* [Aim]:
From the material below, list each line that contains the string "screen". Matches must have the same case.

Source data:
|---|
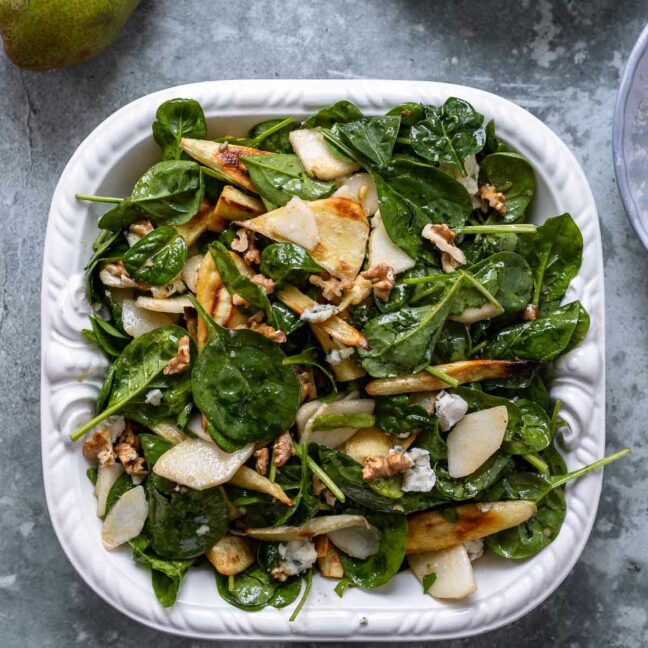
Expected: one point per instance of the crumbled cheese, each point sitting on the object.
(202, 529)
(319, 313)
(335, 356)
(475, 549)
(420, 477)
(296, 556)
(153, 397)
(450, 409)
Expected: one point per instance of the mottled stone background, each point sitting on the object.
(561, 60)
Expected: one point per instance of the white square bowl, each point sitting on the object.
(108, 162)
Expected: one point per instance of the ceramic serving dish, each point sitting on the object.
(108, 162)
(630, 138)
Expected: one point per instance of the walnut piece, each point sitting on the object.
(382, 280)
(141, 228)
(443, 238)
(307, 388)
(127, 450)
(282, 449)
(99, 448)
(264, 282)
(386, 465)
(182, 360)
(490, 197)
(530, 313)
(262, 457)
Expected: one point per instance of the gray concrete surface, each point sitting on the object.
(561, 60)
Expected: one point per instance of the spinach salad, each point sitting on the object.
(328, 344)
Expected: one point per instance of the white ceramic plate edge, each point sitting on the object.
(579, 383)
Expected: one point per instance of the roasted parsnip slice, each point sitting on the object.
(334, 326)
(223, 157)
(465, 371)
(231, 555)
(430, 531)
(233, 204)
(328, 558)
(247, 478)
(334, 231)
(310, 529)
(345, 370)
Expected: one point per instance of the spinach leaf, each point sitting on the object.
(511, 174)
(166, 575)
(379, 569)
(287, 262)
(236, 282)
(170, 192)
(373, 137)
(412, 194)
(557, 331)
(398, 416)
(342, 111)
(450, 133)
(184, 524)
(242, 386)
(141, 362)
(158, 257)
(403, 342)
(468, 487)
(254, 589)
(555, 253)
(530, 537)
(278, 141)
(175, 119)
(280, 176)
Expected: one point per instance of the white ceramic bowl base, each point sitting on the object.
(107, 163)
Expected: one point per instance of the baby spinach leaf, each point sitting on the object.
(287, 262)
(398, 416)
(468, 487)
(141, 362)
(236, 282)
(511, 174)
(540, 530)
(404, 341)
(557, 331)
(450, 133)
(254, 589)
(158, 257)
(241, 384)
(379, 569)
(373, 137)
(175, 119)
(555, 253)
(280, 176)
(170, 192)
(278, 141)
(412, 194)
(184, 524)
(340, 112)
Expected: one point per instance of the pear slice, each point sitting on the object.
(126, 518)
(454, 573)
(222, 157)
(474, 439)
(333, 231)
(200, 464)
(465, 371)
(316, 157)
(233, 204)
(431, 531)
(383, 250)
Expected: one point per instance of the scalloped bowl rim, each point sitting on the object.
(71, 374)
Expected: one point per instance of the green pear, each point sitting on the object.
|---|
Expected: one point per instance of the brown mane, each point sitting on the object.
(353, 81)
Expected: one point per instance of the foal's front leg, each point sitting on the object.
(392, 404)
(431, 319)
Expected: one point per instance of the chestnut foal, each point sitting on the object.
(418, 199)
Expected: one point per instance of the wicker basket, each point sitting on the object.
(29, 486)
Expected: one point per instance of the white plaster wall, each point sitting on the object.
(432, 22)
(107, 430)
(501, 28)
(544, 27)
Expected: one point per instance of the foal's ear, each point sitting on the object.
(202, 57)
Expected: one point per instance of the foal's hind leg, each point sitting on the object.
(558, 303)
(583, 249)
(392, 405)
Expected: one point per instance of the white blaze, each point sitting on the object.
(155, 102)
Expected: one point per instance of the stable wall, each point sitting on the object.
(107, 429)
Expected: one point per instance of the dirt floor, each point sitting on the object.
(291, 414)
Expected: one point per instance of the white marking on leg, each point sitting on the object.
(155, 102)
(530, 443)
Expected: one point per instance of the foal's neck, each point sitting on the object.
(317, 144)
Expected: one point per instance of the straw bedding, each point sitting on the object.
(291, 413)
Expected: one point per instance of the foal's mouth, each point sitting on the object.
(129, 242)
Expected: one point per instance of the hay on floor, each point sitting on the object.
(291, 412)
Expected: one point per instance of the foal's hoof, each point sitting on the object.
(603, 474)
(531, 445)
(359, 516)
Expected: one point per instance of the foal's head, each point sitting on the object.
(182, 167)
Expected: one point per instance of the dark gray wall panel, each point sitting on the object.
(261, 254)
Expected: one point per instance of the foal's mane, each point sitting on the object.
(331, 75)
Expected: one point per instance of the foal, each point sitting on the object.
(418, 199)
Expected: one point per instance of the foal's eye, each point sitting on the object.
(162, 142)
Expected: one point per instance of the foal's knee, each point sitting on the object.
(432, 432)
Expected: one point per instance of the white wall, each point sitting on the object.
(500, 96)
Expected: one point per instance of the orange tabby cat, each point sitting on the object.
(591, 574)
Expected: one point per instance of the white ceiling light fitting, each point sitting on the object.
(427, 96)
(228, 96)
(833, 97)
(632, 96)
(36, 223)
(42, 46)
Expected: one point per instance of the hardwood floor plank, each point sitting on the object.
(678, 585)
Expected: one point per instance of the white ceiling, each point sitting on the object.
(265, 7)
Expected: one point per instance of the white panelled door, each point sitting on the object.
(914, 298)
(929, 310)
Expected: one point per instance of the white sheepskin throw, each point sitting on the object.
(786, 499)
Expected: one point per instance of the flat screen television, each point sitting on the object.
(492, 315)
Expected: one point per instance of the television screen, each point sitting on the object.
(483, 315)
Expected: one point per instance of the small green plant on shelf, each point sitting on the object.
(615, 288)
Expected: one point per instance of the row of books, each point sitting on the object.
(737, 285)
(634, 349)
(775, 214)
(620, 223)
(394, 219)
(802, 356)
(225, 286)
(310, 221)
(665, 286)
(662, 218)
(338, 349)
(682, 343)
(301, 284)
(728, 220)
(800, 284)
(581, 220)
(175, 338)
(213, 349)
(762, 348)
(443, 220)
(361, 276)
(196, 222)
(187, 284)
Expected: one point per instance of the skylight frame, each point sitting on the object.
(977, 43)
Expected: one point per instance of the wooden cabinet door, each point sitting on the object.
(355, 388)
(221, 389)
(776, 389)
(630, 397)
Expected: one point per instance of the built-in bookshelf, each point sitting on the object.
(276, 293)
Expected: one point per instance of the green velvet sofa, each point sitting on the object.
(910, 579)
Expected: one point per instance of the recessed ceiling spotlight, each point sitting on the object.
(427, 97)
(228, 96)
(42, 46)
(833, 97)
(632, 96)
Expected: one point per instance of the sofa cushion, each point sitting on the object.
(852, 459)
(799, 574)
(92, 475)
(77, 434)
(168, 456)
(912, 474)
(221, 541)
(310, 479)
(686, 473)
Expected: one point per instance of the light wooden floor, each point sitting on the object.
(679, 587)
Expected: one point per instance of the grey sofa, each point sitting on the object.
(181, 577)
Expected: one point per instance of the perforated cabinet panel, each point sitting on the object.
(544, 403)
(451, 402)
|---|
* [Reply to the exercise]:
Expected: one point per instance of the flat screen television, each point sitting on the object.
Expected: one point per instance of the television screen, each point sitting on the object.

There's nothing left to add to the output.